* What to produce
Reproduce all of the items below, substituting "crowd count" for each occurrence of "flow-rate tally" and leaving everything else unchanged.

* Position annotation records
◆ ◆ ◆ ◆

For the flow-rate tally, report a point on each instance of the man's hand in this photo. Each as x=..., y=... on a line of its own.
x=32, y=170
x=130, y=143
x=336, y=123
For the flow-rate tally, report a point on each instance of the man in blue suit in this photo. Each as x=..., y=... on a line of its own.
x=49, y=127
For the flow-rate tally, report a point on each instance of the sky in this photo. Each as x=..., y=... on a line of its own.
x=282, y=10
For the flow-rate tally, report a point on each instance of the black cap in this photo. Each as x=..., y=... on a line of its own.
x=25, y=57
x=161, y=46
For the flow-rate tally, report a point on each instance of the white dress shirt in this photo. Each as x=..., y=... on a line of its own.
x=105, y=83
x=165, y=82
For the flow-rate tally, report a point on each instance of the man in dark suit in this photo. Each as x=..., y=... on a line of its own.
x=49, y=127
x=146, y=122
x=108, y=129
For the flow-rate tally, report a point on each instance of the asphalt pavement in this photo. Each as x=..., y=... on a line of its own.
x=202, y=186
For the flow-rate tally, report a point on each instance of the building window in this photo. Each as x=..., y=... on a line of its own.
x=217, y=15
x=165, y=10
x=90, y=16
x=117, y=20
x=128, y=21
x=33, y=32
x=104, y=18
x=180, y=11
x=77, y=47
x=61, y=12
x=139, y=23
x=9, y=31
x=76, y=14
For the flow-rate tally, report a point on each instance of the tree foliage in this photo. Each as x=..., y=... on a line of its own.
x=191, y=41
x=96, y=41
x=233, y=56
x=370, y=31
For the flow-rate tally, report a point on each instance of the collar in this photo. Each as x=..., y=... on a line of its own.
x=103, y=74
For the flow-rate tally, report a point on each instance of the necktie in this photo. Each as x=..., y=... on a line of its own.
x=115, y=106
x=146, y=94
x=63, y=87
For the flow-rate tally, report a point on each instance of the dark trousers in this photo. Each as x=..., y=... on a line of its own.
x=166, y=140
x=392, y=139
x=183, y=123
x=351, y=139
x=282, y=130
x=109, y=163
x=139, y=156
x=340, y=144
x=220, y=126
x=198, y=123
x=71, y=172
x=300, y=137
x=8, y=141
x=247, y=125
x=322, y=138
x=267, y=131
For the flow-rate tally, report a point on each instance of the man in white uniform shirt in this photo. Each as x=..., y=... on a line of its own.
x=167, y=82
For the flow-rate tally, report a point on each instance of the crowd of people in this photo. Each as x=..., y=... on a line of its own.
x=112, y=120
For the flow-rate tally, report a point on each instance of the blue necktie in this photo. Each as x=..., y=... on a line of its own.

◆ ◆ ◆ ◆

* Result
For the crowd count, report a point on each instance of the man's hand in this photo. Each as x=..., y=... on a line of its own.
x=32, y=170
x=130, y=143
x=336, y=123
For the crowd count, report a point on each instance of the man in blue suit in this photo. Each as x=..., y=... on a line of its own.
x=49, y=127
For the crowd count, report a point on each instance of the sky in this photo. Each as x=..., y=... on a line of its own.
x=282, y=10
For the crowd count, report a point on each instance of the black cap in this photo. Each as x=..., y=... on a line of its own.
x=25, y=57
x=161, y=46
For the crowd count, report a point on each instance of the white dress shirt in this photo. Each as x=..., y=... on a line of its own.
x=105, y=83
x=165, y=82
For the crowd count, report a point on each instance of the man in dark suit in this photo. Each as x=..., y=... on a line of its own.
x=49, y=127
x=146, y=122
x=108, y=129
For the crowd count, report a point on each instance of the asphalt pavement in this photo. Each as x=..., y=... on a line of its own.
x=202, y=186
For the crowd count, report a point on each instance of the building window in this photo. Each as x=..., y=... on a line of its own.
x=217, y=15
x=165, y=10
x=90, y=16
x=117, y=20
x=128, y=21
x=33, y=32
x=104, y=18
x=180, y=11
x=77, y=47
x=61, y=12
x=139, y=23
x=9, y=31
x=76, y=14
For the crowd count, report a point on each instance of the tree foliage in this photo. Each as x=..., y=... on a line of its own.
x=191, y=41
x=96, y=41
x=233, y=56
x=370, y=31
For the crowd count, report a point on each instance of the collar in this photo. Each as x=..., y=... on a line of its own.
x=103, y=74
For the crowd count, report a point on each instance of the necktie in this photo. Each as x=..., y=... on a line of its own.
x=115, y=106
x=146, y=94
x=63, y=87
For the crowd count, report a point on each instance of the dark trousers in this photo. Each as x=..., y=... on a line of its own.
x=166, y=140
x=392, y=139
x=183, y=123
x=351, y=139
x=282, y=130
x=109, y=163
x=139, y=156
x=340, y=144
x=220, y=126
x=198, y=123
x=71, y=172
x=300, y=137
x=8, y=141
x=247, y=125
x=322, y=138
x=267, y=131
For the crowd count, report a point on each instance of the man in white uniform shirt in this photo. Each as x=..., y=... on a line of its own.
x=167, y=82
For the crowd count, report a point on each instance of the crowd of people in this photo. Each as x=..., y=... on a line of its own.
x=112, y=120
For the crowd count, report a point on each instance of the blue necktie in this photo. Each as x=..., y=... on a line of its own.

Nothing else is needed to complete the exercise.